Problem to work on — Output all the entries below. Each must match exactly.

----- Provided entries -----

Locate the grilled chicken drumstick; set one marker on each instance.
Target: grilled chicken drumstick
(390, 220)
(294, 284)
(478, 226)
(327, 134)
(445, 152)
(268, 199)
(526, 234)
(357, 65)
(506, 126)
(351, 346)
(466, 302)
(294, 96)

-----

Output of the task —
Locate the grilled chicken drumstick; set one marker on each instance.
Target: grilled chicken drumstick
(390, 220)
(294, 284)
(478, 226)
(327, 134)
(445, 152)
(268, 199)
(526, 234)
(357, 65)
(506, 126)
(351, 346)
(466, 302)
(294, 96)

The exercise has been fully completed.